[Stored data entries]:

= = = = = = =

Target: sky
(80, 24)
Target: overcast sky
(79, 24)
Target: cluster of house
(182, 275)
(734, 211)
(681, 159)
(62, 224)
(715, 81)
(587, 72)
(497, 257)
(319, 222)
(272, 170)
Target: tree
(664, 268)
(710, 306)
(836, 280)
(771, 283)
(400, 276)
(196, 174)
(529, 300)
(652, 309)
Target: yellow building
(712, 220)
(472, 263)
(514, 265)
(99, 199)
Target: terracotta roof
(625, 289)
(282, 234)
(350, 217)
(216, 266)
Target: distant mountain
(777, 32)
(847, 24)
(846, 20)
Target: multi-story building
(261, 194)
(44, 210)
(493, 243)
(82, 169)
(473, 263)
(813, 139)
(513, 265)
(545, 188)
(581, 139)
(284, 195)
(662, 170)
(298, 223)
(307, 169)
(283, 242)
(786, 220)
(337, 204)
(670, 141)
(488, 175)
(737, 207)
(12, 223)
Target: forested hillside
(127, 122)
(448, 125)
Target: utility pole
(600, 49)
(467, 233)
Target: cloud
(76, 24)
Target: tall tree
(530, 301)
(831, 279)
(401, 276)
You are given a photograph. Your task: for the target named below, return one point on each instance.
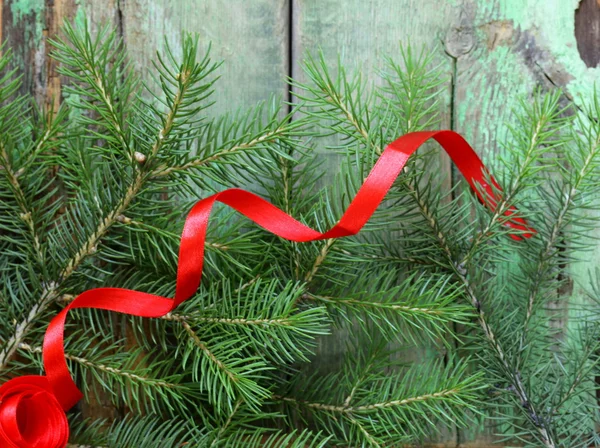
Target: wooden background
(493, 50)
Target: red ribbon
(32, 409)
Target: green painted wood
(363, 33)
(493, 51)
(508, 49)
(251, 37)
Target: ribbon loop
(30, 415)
(31, 408)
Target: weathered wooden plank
(587, 31)
(251, 38)
(363, 33)
(510, 48)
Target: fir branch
(218, 156)
(104, 368)
(330, 94)
(347, 409)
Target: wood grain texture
(251, 37)
(493, 52)
(514, 48)
(587, 31)
(363, 33)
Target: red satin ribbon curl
(32, 408)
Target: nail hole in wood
(587, 31)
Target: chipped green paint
(552, 24)
(22, 8)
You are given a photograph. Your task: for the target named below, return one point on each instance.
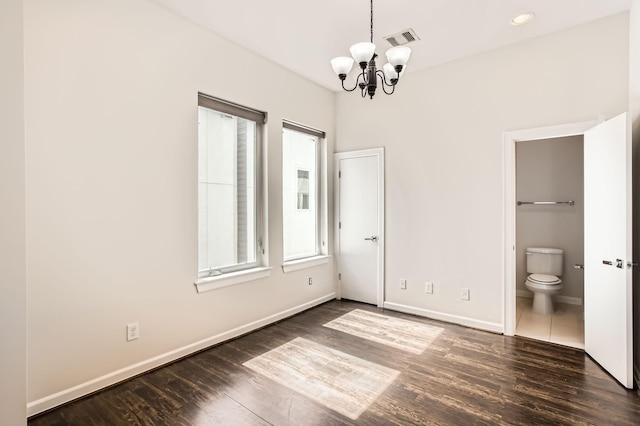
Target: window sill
(309, 262)
(232, 278)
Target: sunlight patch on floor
(409, 336)
(337, 380)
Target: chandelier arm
(349, 90)
(384, 79)
(385, 84)
(356, 84)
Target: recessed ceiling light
(523, 18)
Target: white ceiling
(304, 35)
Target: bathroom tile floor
(564, 327)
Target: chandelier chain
(371, 21)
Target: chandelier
(365, 55)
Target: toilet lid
(544, 279)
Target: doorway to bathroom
(608, 254)
(550, 214)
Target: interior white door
(608, 248)
(360, 231)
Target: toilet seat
(544, 279)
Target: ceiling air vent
(403, 37)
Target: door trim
(374, 152)
(509, 140)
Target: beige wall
(634, 110)
(442, 133)
(551, 170)
(111, 145)
(13, 291)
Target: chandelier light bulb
(363, 52)
(342, 65)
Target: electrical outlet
(133, 331)
(465, 295)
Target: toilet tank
(542, 260)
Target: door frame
(379, 154)
(510, 139)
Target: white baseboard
(75, 392)
(561, 299)
(455, 319)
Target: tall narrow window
(229, 221)
(302, 203)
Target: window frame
(208, 279)
(321, 254)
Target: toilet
(544, 266)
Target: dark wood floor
(464, 377)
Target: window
(303, 189)
(302, 173)
(229, 180)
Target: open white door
(360, 238)
(608, 248)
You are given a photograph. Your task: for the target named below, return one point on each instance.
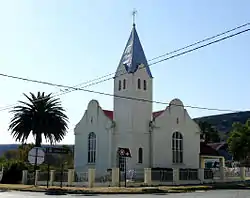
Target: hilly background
(223, 122)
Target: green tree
(239, 141)
(208, 133)
(41, 116)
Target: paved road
(209, 194)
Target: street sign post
(36, 156)
(57, 150)
(123, 152)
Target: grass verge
(122, 190)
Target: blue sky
(70, 42)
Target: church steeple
(133, 55)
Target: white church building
(167, 138)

= = = = = = =

[What is being asked]: When you retype the data above, match every line exactly and leave the pictures behind.

[Reply]:
Target: sky
(80, 24)
Target: overcast sky
(79, 24)
Target: cluster of house
(182, 275)
(734, 211)
(681, 159)
(62, 224)
(715, 81)
(587, 72)
(497, 257)
(319, 222)
(272, 170)
Target: tree
(664, 268)
(710, 306)
(836, 280)
(771, 283)
(400, 276)
(196, 174)
(529, 300)
(652, 309)
Target: yellow building
(712, 220)
(472, 263)
(514, 265)
(99, 199)
Target: terracotta roof
(625, 289)
(282, 234)
(350, 217)
(216, 266)
Target: distant mountain
(777, 32)
(847, 24)
(846, 20)
Target: multi-story building
(261, 194)
(44, 210)
(493, 243)
(82, 169)
(473, 263)
(813, 139)
(513, 265)
(545, 188)
(581, 139)
(284, 195)
(662, 170)
(298, 223)
(307, 169)
(283, 242)
(786, 220)
(337, 204)
(670, 141)
(488, 175)
(737, 207)
(12, 223)
Target: forested hillside
(127, 122)
(448, 125)
Target: utility pole
(600, 49)
(467, 233)
Target: cloud
(76, 24)
Target: tall tree
(530, 301)
(831, 279)
(401, 276)
You are given a photograph. Your task: for the target named below, return one point on each instance.
Target: wooden background
(493, 50)
Target: red ribbon
(32, 409)
Target: green painted wood
(363, 33)
(493, 51)
(508, 49)
(251, 37)
Target: ribbon loop
(30, 415)
(31, 408)
Target: weathered wooden plank
(587, 31)
(251, 38)
(363, 33)
(510, 48)
Target: fir branch
(218, 156)
(104, 368)
(330, 94)
(347, 409)
Target: wood grain texture
(251, 37)
(493, 52)
(514, 48)
(587, 31)
(363, 33)
Target: red satin ribbon curl
(32, 408)
Target: nail hole in wood
(587, 31)
Target: chipped green paint
(552, 24)
(22, 8)
You are given a photograph. Your task: for the target named below, return one point on each instance.
Target: window sill
(309, 262)
(232, 278)
Target: sunlight patch on floor
(409, 336)
(337, 380)
Target: chandelier arm
(349, 90)
(384, 79)
(385, 84)
(356, 84)
Target: recessed ceiling light
(523, 18)
Target: white ceiling
(304, 35)
Target: bathroom tile floor
(564, 327)
Target: chandelier chain
(371, 21)
Target: chandelier
(365, 55)
Target: toilet lid
(544, 279)
Target: doorway to bathroom
(608, 254)
(550, 214)
Target: interior white door
(608, 248)
(360, 231)
Target: toilet seat
(544, 279)
Target: ceiling air vent
(403, 37)
Target: door trim
(374, 152)
(509, 140)
Target: beige wall
(634, 110)
(442, 133)
(551, 170)
(111, 145)
(13, 291)
Target: chandelier light bulb
(363, 52)
(342, 65)
Target: electrical outlet
(133, 331)
(465, 295)
Target: toilet tank
(542, 260)
Target: door frame
(379, 154)
(510, 139)
Target: white baseboard
(75, 392)
(561, 299)
(455, 319)
Target: tall narrow window
(229, 221)
(302, 203)
Target: window frame
(208, 279)
(321, 254)
Target: toilet
(544, 266)
Target: dark wood floor
(464, 377)
Target: window
(303, 189)
(302, 173)
(229, 180)
Target: open white door
(360, 238)
(608, 248)
You are given a photograph. Your task: for the target named below, return one point on each instance.
Target: hilly background
(223, 122)
Target: green tree
(239, 141)
(208, 133)
(41, 116)
Target: paved road
(209, 194)
Target: street sign post
(36, 156)
(57, 150)
(123, 152)
Target: grass verge
(122, 190)
Target: blue sky
(70, 42)
Target: church steeple
(133, 55)
Target: white church building
(167, 138)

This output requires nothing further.